▶ _Provided text_:
-- BEGIN --
Building Computing Machines from Ground Up: BrainF--k Interpreter Optimization
revision 0.9.0
One of the things that strikes when looking at BF interpreter from the previous post churning data is how slow it is. It is so slow not only because the underlying language is painfully sequential, but also because so many steps are wasted on performing each instruction. Moreover, some subcircuits make good sense in Logisim, but are non-trivial when implemented in hardware. Good news is that the original design is very naive and thus could be optimized. In this post I will show how this could be done.
First approximation
All optimizations start similarly: one stares critically at a system under consideration for some time. After a while patterns become visible, those which could be amended, updated or even removed. Let us do the same with the BF interpreter from the previous post.
Let us look at schematics. A big DMX
capable to route signals to eight subelements is used to route to just four.
The original logic was to have one route to nowhere to play it extra safe, but
is it really needed? Apparently no, since logical zeroes on control inputs
(which are cared about by the control unit) mean nothing happens to
the counters. So we can easily eliminate one of address lines for counter. To
keep changes minimal let us just remap 010 from ‘no-counter’ to ‘bracket
counter’. The table looses one column: CTRSEL:3
becomes CTRSEL:2
. Not
much, but still slightly better than before.
While we are here let us do one more minor update – let us get rid of counters which act as latches. I used them in such way in the first design on purpose: to avoid bringing too many entities into play. Now it is time to replace them with better fitting components – registers. The schematic now looks like this:
Computer cleanup. DMX is made smaller, counters acting as registers are replaced with actual registers.
Note that additional next step latch turns out to be redundant as well.
One phase is good, two are better
Let us continue looking closer at the control table. One pattern that keeps popping up everywhere is the use of guardian entries: in order to make sure proper control signals are present on component inputs each step which contains any of counters clock in high state is prepended by exactly the same step but with clock in low state. This is both very visual and very inefficient: if somehow removed it could provide two-fold increase in operation speed.
In fact a hint to a solution to this problem is already present on the schematic. Observe that next instruction propagation is delayed with a separate register. Clock signal for this register is generated by inverting basic clock source which is used to clock next state latch. Thus both rising edge and falling edge of clock signal are used to trigger different substeps within one step. But clock signal used in these circuit is a very low-frequency one, and quite a long time passes between edges. This time is much longer than it is needed for control signals to stabilize1. It would have been nice if a rising edge could be used several times with some delay first to update next step latch and then, when control signals have propagated to counters and stabilized used once again to clock counters. In other words, if clock signal could be split in, say, two with first signal distributed unchanged and the second distributed after been stored somewhere for some period of time, delayed somehow. And that is exactly where propagation delay comes to help us. Recall that it takes time for a signal to traverse any gate. Now consider two inverters placed one after another – they don’t change the signal itself, but introduce a delay two times bigger than delay of a single inverter. Thus in the simplest form clock source could be fed directly to next step latch and simultaneously to a delay line built out of inverters. The output of the delay line would be used as second phase of clock signal.
-- END --
▶ _Dataset excerpt_:
-- BEGIN --
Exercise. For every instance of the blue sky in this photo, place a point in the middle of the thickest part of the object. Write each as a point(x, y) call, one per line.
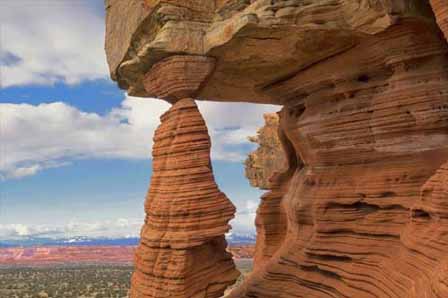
-- END --
▶ _What you will do_:
a) List the ways that, according to the optimization post, patterns visible in a system could be changed.
b) Reproduce the passage of the optimization post that begins at the words "Building Computing Machines" and stops after "the previous post.", switching "hardware" to "silicon".

▶ _Responses to the exercise_:
a) amended, updated, removed

b)
Building Computing Machines from Ground Up: BrainF--k Interpreter Optimization
revision 0.9.0
One of the things that strikes when looking at BF interpreter from the previous post churning data is how slow it is. It is so slow not only because the underlying language is painfully sequential, but also because so many steps are wasted on performing each instruction. Moreover, some subcircuits make good sense in Logisim, but are non-trivial when implemented in silicon. Good news is that the original design is very naive and thus could be optimized. In this post I will show how this could be done.
First approximation
All optimizations start similarly: one stares critically at a system under consideration for some time. After a while patterns become visible, those which could be amended, updated or even removed. Let us do the same with the BF interpreter from the previous post.